* [INSTRUCTIONS TO FOLLOW] Word for word, please restate the line containing "box: [240, 192, 289, 253]" and all the lines that follow it to the end of the data.

·····

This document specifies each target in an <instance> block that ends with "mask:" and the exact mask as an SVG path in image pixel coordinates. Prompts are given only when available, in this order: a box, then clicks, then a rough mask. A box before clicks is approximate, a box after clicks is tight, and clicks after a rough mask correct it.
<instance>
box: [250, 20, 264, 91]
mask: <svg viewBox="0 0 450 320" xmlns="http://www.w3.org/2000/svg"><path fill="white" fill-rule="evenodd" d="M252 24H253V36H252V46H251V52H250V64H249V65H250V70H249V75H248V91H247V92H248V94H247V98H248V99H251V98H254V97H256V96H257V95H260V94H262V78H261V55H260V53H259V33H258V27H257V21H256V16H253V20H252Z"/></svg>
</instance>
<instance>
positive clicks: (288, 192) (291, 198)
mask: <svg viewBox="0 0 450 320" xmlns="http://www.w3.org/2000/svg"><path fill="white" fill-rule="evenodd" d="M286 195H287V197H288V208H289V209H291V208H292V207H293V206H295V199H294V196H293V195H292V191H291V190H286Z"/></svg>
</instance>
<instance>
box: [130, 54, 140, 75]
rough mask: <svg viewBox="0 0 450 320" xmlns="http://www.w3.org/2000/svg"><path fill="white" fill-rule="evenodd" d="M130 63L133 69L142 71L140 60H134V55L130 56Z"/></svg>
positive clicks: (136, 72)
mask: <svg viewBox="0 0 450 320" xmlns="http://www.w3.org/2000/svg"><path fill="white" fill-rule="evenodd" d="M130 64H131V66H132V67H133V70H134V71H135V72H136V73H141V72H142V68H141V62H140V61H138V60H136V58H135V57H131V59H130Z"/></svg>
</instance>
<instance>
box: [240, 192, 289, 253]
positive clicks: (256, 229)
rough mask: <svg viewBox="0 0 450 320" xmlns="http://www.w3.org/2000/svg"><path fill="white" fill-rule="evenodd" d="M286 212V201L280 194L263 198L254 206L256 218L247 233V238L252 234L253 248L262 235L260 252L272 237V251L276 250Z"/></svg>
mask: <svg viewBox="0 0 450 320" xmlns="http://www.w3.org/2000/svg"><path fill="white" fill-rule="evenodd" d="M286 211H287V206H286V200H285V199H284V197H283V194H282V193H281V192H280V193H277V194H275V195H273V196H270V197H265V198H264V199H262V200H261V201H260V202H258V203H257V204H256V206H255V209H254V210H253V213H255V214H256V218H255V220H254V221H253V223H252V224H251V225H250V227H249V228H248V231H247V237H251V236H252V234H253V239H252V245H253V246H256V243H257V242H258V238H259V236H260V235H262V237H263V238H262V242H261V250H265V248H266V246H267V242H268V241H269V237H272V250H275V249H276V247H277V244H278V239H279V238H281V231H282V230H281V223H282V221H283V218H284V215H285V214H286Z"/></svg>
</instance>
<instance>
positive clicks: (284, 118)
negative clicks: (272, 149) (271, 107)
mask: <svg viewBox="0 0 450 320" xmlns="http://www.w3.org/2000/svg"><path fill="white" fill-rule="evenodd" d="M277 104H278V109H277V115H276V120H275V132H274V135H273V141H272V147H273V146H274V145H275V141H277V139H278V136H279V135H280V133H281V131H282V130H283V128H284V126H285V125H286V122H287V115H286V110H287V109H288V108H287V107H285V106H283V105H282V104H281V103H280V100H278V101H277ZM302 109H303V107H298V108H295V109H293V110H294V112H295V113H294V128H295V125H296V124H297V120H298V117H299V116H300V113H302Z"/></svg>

·····

* [SOLUTION FOR THIS EXERCISE]
box: [240, 192, 289, 253]
positive clicks: (256, 229)
rough mask: <svg viewBox="0 0 450 320" xmlns="http://www.w3.org/2000/svg"><path fill="white" fill-rule="evenodd" d="M286 212V201L280 194L263 198L254 206L256 218L247 233V238L252 234L253 248L262 235L260 252L272 237V251L276 250Z"/></svg>
mask: <svg viewBox="0 0 450 320" xmlns="http://www.w3.org/2000/svg"><path fill="white" fill-rule="evenodd" d="M286 211H287V206H286V200H285V199H284V197H283V194H282V193H281V192H280V193H277V194H275V195H273V196H270V197H265V198H264V199H262V200H261V201H260V202H258V203H257V204H256V206H255V209H254V210H253V213H255V214H256V218H255V220H254V221H253V223H252V224H251V225H250V227H249V228H248V231H247V237H251V236H252V234H253V239H252V245H253V246H256V243H257V242H258V238H259V236H260V235H262V237H263V238H262V242H261V250H265V248H266V246H267V242H268V241H269V237H272V250H275V249H276V247H277V244H278V239H279V238H281V231H282V230H281V223H282V221H283V218H284V215H285V214H286Z"/></svg>
</instance>
<instance>
positive clicks: (284, 118)
negative clicks: (272, 149) (271, 107)
mask: <svg viewBox="0 0 450 320" xmlns="http://www.w3.org/2000/svg"><path fill="white" fill-rule="evenodd" d="M277 104H278V109H277V115H276V120H275V132H274V135H273V141H272V147H273V146H274V145H275V141H277V139H278V136H279V135H280V133H281V131H282V130H283V128H284V126H285V125H286V122H287V115H286V110H287V109H288V108H287V107H285V106H283V105H282V104H281V103H280V100H278V101H277ZM302 109H303V107H298V108H295V109H293V110H294V112H295V113H294V128H295V125H296V124H297V120H298V117H299V116H300V113H302Z"/></svg>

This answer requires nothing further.